## GIVEN REQUEST
Rescale only the stretch of the material from the line containing "like [208, 26]." down to the end of the material, both ends included, copying the requests unchanged. Multiply every point coordinate in the answers by 2.6 and round each to a whole number, with halves rounding up.

## SUPPLIED MATERIAL
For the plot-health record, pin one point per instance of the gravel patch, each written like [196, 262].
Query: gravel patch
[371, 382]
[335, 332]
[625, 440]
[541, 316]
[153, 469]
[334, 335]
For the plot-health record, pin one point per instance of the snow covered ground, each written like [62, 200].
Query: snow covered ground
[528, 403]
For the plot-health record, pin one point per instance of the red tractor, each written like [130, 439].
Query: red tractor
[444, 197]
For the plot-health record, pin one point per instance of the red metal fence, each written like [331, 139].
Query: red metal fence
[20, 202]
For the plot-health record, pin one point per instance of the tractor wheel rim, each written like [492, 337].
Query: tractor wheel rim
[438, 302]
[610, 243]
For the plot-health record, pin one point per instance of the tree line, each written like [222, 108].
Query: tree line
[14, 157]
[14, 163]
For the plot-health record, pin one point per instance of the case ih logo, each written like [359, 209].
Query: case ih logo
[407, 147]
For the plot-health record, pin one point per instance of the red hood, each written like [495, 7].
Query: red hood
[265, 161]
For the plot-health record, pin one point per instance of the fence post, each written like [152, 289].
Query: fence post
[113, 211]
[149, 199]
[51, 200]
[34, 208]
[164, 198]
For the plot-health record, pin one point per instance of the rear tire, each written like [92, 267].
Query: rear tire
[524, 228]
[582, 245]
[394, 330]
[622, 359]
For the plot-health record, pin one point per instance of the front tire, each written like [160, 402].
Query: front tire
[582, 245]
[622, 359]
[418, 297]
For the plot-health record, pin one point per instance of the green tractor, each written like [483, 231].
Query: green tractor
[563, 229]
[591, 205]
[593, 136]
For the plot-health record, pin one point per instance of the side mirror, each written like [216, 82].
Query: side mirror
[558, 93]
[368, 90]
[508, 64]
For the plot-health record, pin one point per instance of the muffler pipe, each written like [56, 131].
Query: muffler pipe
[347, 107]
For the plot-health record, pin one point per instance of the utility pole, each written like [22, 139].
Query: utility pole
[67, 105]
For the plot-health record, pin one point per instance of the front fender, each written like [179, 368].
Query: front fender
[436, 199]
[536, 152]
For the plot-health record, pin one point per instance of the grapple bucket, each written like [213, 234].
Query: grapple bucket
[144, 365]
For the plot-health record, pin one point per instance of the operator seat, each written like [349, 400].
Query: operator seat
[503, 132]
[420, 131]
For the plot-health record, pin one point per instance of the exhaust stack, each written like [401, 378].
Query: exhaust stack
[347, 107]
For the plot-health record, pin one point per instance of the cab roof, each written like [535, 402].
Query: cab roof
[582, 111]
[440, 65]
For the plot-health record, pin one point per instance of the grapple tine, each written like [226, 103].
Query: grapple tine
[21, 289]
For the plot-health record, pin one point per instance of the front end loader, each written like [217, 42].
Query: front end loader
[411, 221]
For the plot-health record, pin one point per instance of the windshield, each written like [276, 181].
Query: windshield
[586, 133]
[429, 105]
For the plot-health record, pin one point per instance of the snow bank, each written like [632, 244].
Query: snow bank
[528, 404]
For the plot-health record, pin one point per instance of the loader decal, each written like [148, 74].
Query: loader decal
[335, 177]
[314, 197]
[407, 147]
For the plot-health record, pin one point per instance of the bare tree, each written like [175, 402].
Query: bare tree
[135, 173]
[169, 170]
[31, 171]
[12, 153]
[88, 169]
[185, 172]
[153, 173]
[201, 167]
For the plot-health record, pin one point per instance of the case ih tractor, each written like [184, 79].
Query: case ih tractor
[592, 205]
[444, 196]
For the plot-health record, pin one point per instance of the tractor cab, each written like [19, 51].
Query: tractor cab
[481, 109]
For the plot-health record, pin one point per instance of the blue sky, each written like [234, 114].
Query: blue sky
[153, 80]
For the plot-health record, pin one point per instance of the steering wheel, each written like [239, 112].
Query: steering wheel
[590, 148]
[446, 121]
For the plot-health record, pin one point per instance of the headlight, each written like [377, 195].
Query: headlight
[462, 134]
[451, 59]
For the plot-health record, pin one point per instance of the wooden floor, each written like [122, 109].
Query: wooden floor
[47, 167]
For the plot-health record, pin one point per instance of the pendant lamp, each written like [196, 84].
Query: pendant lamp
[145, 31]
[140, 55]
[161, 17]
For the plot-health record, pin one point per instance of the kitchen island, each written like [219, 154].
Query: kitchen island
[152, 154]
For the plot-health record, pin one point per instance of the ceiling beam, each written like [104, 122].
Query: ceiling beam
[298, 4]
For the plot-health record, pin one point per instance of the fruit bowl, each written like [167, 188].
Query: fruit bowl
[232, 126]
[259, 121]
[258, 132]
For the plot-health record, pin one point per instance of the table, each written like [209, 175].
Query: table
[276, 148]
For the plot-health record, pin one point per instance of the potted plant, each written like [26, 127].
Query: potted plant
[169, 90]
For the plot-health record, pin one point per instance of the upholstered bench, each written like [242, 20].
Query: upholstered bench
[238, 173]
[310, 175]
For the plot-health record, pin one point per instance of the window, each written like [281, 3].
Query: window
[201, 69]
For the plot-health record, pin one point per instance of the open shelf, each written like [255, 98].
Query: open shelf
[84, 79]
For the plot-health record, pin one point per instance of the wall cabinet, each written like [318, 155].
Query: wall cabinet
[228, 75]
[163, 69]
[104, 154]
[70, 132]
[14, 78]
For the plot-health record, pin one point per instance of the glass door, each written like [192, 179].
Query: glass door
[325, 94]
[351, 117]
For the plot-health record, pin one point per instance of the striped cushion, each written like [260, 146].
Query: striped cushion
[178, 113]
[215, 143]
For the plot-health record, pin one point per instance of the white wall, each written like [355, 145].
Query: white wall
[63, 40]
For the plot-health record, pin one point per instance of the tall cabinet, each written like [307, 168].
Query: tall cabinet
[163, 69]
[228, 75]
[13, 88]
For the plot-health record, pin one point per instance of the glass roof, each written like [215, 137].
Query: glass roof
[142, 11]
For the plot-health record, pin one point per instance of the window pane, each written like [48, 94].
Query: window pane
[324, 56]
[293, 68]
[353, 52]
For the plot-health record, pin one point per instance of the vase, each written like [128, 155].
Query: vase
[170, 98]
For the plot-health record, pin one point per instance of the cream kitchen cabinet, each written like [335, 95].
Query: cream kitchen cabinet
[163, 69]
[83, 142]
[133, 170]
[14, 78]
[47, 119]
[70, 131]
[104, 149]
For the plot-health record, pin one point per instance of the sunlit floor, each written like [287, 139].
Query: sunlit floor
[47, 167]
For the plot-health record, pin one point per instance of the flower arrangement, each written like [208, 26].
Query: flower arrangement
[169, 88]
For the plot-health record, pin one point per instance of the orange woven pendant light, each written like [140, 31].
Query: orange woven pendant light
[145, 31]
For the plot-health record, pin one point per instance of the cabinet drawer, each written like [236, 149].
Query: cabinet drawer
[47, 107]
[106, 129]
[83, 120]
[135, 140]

## REPLY TO THE TASK
For the plot-health record, pin one point per instance of the flower arrangement, each written like [208, 26].
Query: flower arrangement
[439, 229]
For the plot-health record, pin one point per instance of the orange woven pendant light, each written like [140, 31].
Query: orange woven pendant light
[377, 81]
For the plot-health record, pin one point per instance of the cabinet drawer, each written like [236, 149].
Query: cabinet drawer
[122, 278]
[276, 335]
[216, 312]
[351, 364]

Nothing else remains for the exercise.